━━ Material provided ━━

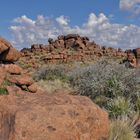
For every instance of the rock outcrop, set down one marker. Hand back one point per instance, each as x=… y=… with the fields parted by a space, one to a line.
x=71 y=48
x=133 y=58
x=7 y=52
x=51 y=117
x=14 y=80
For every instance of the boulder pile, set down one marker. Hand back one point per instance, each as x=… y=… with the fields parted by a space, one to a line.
x=15 y=80
x=71 y=47
x=7 y=52
x=133 y=58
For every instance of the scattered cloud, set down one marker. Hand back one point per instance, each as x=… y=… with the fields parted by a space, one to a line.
x=62 y=20
x=130 y=5
x=26 y=31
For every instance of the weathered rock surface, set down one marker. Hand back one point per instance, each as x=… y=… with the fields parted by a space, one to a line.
x=133 y=58
x=15 y=80
x=51 y=117
x=70 y=48
x=7 y=52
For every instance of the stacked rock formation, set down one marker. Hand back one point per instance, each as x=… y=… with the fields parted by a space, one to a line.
x=13 y=79
x=133 y=58
x=71 y=47
x=7 y=52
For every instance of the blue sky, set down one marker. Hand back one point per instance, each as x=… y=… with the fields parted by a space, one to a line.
x=117 y=17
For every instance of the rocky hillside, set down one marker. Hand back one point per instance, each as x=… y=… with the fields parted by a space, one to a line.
x=28 y=113
x=69 y=48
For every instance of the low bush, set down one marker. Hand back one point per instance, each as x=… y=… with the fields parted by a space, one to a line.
x=110 y=85
x=122 y=129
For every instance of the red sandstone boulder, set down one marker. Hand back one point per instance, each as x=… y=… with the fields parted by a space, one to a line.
x=12 y=69
x=21 y=80
x=10 y=55
x=4 y=45
x=7 y=52
x=2 y=75
x=33 y=88
x=51 y=117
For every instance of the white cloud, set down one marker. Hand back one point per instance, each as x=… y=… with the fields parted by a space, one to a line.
x=62 y=20
x=26 y=31
x=130 y=5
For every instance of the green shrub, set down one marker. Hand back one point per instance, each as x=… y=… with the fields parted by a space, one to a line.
x=122 y=129
x=104 y=82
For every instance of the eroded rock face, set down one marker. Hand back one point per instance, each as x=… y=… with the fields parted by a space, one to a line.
x=51 y=117
x=7 y=52
x=70 y=48
x=16 y=80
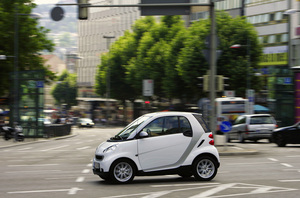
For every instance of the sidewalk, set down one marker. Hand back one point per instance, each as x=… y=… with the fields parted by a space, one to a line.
x=227 y=149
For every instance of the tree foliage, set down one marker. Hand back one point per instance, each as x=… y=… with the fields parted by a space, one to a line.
x=65 y=90
x=31 y=40
x=172 y=55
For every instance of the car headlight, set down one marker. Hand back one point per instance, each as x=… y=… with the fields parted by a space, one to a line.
x=110 y=148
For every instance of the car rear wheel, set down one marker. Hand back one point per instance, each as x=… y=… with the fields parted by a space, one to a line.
x=241 y=138
x=122 y=171
x=280 y=141
x=205 y=168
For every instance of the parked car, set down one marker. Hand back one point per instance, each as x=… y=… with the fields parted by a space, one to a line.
x=252 y=127
x=287 y=135
x=85 y=122
x=159 y=143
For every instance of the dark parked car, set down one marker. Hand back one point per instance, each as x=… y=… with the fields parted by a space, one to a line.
x=287 y=135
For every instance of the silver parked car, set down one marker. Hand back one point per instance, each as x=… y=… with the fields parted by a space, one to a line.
x=252 y=127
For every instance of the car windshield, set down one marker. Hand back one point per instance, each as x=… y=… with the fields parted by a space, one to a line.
x=124 y=134
x=261 y=120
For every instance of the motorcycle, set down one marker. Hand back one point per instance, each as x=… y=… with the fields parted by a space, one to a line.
x=16 y=133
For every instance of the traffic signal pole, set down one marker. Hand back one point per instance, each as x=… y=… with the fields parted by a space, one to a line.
x=213 y=70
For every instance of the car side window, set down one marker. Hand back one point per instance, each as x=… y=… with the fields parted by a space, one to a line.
x=155 y=128
x=240 y=120
x=184 y=125
x=171 y=125
x=167 y=125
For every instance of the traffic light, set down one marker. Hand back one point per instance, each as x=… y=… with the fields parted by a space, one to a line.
x=220 y=83
x=204 y=82
x=82 y=11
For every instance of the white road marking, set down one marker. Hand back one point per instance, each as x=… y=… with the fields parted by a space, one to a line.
x=273 y=159
x=215 y=190
x=290 y=180
x=54 y=148
x=34 y=165
x=86 y=171
x=71 y=191
x=82 y=148
x=80 y=179
x=250 y=163
x=35 y=171
x=287 y=165
x=251 y=189
x=24 y=149
x=175 y=185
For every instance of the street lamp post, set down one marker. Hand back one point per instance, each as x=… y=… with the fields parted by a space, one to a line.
x=108 y=38
x=16 y=60
x=249 y=92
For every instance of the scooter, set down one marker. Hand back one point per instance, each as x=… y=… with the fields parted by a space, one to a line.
x=16 y=133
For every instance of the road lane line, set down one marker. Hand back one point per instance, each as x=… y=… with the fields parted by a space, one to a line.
x=34 y=165
x=54 y=148
x=287 y=165
x=82 y=148
x=70 y=191
x=214 y=190
x=24 y=149
x=86 y=171
x=80 y=179
x=290 y=180
x=273 y=159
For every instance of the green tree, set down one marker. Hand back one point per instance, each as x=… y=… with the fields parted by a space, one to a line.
x=31 y=40
x=65 y=90
x=172 y=55
x=232 y=63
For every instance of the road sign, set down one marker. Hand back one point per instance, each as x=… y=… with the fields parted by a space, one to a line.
x=225 y=126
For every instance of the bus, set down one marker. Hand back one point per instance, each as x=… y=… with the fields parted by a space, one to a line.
x=229 y=108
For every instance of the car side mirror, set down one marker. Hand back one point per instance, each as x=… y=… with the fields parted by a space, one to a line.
x=188 y=133
x=143 y=134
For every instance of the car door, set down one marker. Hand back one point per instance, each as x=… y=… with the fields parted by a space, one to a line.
x=166 y=143
x=293 y=134
x=238 y=126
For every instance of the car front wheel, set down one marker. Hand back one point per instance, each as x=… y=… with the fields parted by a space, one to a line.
x=122 y=171
x=205 y=168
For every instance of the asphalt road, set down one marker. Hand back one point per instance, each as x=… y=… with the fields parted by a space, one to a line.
x=61 y=168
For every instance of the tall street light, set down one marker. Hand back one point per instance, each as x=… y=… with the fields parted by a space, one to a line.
x=108 y=38
x=249 y=92
x=296 y=69
x=16 y=59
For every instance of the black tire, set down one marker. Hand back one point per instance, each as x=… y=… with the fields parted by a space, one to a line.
x=185 y=175
x=280 y=141
x=228 y=138
x=241 y=138
x=122 y=171
x=205 y=168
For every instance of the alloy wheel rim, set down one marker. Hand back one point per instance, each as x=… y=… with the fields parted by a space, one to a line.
x=123 y=172
x=206 y=168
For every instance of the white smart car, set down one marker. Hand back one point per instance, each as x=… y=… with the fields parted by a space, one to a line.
x=158 y=144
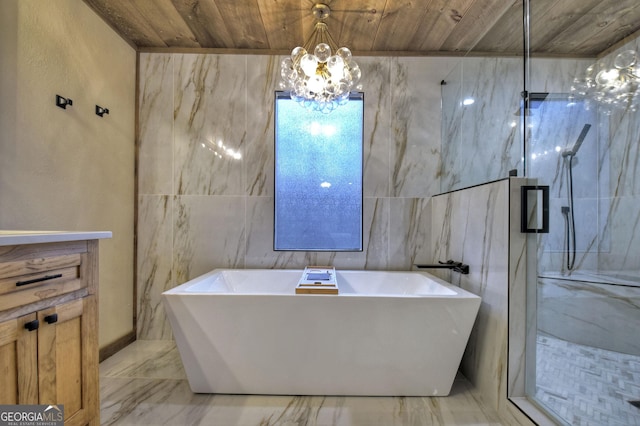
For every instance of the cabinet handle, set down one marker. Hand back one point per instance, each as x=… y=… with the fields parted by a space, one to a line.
x=38 y=280
x=50 y=319
x=32 y=325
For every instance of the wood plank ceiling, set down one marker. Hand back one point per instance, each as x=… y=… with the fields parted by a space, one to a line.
x=421 y=27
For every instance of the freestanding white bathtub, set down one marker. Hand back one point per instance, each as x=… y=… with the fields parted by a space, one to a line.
x=385 y=334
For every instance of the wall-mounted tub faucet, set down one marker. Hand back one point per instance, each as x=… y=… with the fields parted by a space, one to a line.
x=449 y=264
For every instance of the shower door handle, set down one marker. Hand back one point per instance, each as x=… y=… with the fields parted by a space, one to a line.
x=540 y=195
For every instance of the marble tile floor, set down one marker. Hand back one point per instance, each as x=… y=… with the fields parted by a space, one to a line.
x=145 y=384
x=587 y=386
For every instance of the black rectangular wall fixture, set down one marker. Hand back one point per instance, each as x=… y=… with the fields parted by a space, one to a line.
x=526 y=209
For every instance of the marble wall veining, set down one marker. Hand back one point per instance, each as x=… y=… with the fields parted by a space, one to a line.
x=200 y=208
x=486 y=131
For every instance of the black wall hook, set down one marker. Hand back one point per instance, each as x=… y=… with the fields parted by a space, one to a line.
x=101 y=111
x=63 y=102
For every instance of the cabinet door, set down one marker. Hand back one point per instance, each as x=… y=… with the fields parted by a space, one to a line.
x=67 y=366
x=18 y=361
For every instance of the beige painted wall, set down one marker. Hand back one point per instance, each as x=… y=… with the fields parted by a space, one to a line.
x=70 y=169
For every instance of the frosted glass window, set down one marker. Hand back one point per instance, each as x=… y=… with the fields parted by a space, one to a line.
x=318 y=177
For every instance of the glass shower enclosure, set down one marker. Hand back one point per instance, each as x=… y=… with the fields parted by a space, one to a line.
x=582 y=140
x=577 y=131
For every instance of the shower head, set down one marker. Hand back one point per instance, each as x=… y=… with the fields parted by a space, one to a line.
x=576 y=146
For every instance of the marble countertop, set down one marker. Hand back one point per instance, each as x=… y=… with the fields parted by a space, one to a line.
x=9 y=238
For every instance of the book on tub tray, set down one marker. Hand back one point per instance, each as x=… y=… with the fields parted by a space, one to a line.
x=318 y=280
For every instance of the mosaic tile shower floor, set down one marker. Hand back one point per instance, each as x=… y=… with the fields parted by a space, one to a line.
x=587 y=386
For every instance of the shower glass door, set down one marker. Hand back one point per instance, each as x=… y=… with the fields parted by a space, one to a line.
x=582 y=139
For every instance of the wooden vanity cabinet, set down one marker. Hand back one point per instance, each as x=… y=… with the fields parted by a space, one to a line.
x=48 y=327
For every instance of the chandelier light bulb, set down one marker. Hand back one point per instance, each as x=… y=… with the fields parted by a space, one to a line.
x=613 y=85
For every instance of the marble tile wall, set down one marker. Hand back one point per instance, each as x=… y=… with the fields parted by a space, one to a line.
x=486 y=132
x=198 y=210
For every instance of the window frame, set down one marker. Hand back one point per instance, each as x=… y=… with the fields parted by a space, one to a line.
x=354 y=96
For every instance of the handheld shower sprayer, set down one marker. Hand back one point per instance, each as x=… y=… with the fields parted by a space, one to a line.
x=567 y=211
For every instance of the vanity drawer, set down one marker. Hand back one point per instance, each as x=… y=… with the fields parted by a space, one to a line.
x=31 y=280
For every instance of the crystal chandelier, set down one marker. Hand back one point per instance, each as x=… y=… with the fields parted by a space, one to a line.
x=611 y=86
x=319 y=75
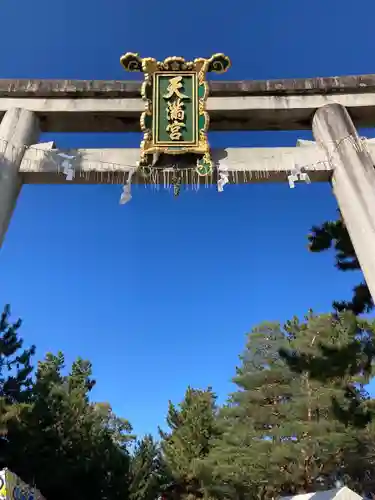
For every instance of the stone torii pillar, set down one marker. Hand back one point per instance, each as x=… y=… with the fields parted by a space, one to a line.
x=18 y=128
x=353 y=181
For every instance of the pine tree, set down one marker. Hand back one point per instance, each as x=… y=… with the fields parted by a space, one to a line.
x=147 y=470
x=74 y=444
x=334 y=234
x=192 y=427
x=280 y=431
x=15 y=378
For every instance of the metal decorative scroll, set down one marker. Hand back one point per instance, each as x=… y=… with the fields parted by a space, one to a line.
x=175 y=120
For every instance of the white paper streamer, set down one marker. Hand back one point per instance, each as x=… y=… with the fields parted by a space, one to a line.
x=126 y=194
x=223 y=177
x=67 y=166
x=296 y=174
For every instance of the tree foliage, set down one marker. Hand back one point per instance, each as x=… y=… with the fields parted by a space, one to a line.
x=334 y=235
x=193 y=425
x=299 y=420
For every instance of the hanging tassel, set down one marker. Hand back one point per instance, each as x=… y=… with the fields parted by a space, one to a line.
x=126 y=194
x=223 y=178
x=67 y=166
x=296 y=174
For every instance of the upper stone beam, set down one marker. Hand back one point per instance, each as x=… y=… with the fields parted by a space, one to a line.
x=115 y=106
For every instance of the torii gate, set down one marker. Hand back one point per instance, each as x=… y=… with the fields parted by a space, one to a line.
x=332 y=107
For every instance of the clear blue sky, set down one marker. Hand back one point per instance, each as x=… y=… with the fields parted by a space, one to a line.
x=160 y=293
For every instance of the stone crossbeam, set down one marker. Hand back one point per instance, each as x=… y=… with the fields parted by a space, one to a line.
x=108 y=166
x=115 y=106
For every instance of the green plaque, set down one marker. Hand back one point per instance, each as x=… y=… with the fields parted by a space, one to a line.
x=175 y=120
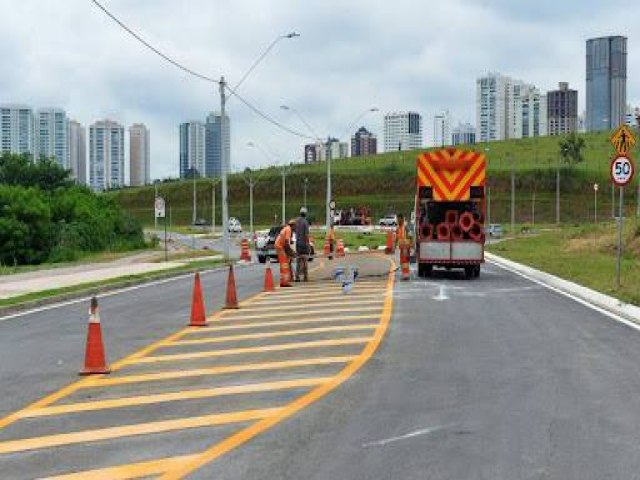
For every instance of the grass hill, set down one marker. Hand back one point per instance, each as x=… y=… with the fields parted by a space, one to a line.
x=386 y=183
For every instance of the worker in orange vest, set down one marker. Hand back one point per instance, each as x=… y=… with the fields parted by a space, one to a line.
x=331 y=236
x=285 y=253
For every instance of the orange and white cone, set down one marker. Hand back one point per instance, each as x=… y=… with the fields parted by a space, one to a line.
x=245 y=253
x=268 y=278
x=198 y=317
x=94 y=357
x=232 y=297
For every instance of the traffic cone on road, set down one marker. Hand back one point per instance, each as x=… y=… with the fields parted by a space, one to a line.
x=245 y=253
x=389 y=247
x=198 y=317
x=94 y=358
x=232 y=298
x=268 y=278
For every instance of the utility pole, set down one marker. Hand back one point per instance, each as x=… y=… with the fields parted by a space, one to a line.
x=225 y=168
x=513 y=197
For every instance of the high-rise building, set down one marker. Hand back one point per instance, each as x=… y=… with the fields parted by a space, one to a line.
x=139 y=155
x=214 y=142
x=508 y=108
x=106 y=155
x=606 y=82
x=562 y=110
x=463 y=134
x=52 y=135
x=17 y=129
x=78 y=152
x=192 y=149
x=363 y=142
x=442 y=129
x=402 y=131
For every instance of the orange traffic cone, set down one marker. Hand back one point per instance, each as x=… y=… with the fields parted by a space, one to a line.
x=232 y=298
x=94 y=358
x=245 y=254
x=198 y=317
x=268 y=278
x=389 y=247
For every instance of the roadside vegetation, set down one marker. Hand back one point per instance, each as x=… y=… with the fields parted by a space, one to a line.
x=385 y=183
x=46 y=218
x=585 y=254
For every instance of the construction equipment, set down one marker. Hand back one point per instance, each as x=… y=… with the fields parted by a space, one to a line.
x=450 y=199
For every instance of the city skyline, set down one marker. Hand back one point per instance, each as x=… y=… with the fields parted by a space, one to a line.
x=414 y=69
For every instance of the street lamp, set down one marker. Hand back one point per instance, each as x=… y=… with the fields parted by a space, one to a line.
x=223 y=154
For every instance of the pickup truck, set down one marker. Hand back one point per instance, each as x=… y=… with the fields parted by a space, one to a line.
x=265 y=245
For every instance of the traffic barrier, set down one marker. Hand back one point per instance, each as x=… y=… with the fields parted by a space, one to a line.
x=456 y=232
x=405 y=254
x=475 y=232
x=268 y=277
x=198 y=316
x=94 y=357
x=389 y=249
x=231 y=301
x=245 y=253
x=443 y=231
x=466 y=221
x=451 y=217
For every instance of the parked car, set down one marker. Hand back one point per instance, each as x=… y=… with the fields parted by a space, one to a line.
x=234 y=225
x=390 y=220
x=265 y=245
x=494 y=230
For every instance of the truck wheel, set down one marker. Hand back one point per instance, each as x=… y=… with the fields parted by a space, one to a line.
x=469 y=272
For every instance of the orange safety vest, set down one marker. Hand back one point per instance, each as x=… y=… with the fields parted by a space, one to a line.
x=284 y=237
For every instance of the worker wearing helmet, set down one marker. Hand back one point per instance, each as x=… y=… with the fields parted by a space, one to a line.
x=302 y=245
x=285 y=253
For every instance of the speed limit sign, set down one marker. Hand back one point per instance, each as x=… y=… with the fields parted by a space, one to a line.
x=622 y=170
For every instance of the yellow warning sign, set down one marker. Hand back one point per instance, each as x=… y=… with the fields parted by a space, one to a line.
x=623 y=140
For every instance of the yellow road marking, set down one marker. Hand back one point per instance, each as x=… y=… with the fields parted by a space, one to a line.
x=247 y=350
x=174 y=396
x=283 y=333
x=329 y=306
x=86 y=436
x=279 y=323
x=248 y=433
x=253 y=367
x=127 y=472
x=239 y=315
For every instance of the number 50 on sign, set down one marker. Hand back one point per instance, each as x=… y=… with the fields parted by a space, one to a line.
x=622 y=170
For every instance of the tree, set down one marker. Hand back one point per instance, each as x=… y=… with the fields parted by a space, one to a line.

━━━

■ Prompt ■
Starting at the line that has "For every instance of the wood plank" and ending with the line that has "x=540 y=195", give those lines again with "freestanding" replaced by "built-in" and nothing else changed. Return only those lines.

■ Completed task ■
For every instance of the wood plank ceiling, set down one marker. Hand back one point per instance, each as x=… y=… with the fields parted by a space, one to a line.
x=421 y=27
For every instance of the built-in white bathtub, set down one marker. Hand back one point per instance, each as x=… y=… with the fields parted by a space, one to a line.
x=385 y=334
For every instance of the wall-mounted tub faucet, set down one marker. Hand back one point per instance, each as x=… y=… with the fields parted by a space, one to a line.
x=449 y=264
For every instance of the shower door handle, set down one marker. Hand back one point per instance, each as x=… y=… with the fields parted by a space, one to a line.
x=540 y=195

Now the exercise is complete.